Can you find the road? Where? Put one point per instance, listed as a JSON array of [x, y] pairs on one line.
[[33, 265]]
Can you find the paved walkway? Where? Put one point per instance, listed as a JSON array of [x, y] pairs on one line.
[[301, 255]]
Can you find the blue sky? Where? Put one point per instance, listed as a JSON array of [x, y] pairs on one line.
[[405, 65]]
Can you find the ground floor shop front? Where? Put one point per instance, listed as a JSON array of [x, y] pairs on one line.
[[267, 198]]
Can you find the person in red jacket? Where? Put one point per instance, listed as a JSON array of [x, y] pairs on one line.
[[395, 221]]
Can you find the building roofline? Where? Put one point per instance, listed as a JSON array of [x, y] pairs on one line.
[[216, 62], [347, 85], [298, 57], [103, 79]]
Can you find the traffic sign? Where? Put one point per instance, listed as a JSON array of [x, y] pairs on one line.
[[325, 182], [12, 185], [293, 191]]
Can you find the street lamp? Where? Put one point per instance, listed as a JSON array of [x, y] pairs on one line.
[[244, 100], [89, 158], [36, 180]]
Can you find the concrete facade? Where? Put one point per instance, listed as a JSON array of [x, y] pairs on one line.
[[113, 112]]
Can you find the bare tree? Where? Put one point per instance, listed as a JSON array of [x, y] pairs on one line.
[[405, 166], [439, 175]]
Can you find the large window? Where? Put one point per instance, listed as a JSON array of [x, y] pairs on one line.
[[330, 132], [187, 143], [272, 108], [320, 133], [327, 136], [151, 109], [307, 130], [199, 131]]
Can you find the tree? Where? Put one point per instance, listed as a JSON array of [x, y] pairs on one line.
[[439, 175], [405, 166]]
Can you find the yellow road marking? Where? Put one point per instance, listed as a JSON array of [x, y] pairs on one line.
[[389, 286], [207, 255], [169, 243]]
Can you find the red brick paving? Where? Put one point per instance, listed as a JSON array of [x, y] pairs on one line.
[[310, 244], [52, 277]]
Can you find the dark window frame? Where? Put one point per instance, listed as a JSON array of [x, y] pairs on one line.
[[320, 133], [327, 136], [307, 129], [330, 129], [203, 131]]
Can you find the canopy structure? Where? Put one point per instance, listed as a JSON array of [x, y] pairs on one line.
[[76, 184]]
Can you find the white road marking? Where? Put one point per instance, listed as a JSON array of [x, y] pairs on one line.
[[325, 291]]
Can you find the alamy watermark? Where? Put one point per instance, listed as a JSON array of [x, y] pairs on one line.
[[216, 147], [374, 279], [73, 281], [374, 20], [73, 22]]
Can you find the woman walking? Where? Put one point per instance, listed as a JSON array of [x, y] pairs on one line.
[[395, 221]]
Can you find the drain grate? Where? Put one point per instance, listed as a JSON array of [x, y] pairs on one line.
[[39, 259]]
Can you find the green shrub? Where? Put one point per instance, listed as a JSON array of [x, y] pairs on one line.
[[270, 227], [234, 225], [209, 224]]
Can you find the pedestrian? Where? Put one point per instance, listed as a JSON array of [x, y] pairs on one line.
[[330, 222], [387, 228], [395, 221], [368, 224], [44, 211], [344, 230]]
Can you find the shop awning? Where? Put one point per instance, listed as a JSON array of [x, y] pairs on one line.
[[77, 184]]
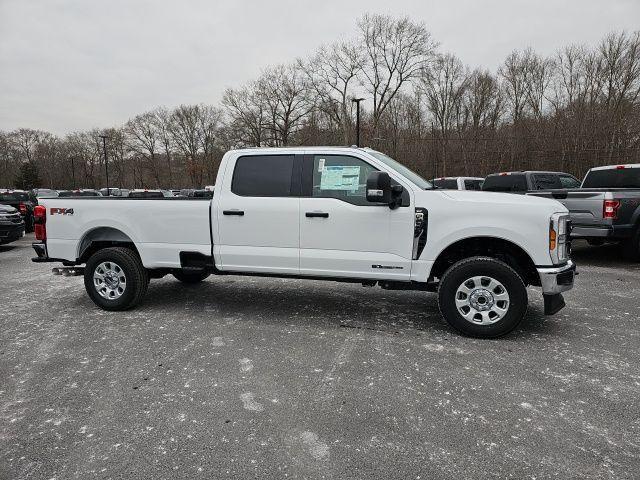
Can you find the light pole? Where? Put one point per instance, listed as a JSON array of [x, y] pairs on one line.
[[73, 173], [357, 102], [106, 168]]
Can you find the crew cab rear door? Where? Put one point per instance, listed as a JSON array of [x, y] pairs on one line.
[[343, 235], [257, 210]]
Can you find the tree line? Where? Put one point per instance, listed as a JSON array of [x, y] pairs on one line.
[[570, 111]]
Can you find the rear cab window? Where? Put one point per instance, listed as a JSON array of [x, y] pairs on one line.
[[473, 184], [505, 183], [445, 183], [569, 181], [546, 181], [613, 178]]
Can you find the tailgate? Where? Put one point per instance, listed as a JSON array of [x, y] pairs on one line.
[[585, 206]]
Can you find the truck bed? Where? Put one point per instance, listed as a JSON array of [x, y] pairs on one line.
[[586, 209], [159, 227]]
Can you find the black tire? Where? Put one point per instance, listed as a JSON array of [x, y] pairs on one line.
[[507, 278], [136, 276], [191, 278], [631, 247]]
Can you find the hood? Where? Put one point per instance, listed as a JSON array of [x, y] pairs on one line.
[[510, 199], [7, 209]]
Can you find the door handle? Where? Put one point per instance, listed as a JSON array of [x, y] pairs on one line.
[[317, 214]]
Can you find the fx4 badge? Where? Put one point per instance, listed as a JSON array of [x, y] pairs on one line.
[[61, 211]]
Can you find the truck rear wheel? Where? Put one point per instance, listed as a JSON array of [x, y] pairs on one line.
[[190, 277], [115, 278], [482, 297]]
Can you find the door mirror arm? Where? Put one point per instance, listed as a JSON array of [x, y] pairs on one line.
[[396, 196]]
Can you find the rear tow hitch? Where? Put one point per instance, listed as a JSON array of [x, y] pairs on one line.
[[68, 271]]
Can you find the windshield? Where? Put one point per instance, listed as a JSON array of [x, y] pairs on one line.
[[402, 170]]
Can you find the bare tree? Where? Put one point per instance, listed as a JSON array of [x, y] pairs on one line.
[[247, 114], [397, 51], [144, 140], [285, 93], [443, 86], [332, 72]]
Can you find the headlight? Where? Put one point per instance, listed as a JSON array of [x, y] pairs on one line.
[[558, 238]]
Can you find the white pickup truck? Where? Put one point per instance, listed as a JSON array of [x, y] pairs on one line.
[[340, 214]]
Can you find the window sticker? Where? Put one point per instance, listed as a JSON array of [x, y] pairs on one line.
[[338, 177]]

○ ○ ○

Restate word for word every line from the one containing "Can you find the white pickup" through the final line of the listing. Both end lines belong in the answer.

REPLY TO THE EXERCISE »
Can you find the white pickup truck? Where? Put one point per instance, listed as a JSON array of [x, y] pairs on one line.
[[340, 214]]
Can you find the window sticker? Where? Put one point per instance, listed as a JSON array of [x, y] pairs on one line.
[[338, 177]]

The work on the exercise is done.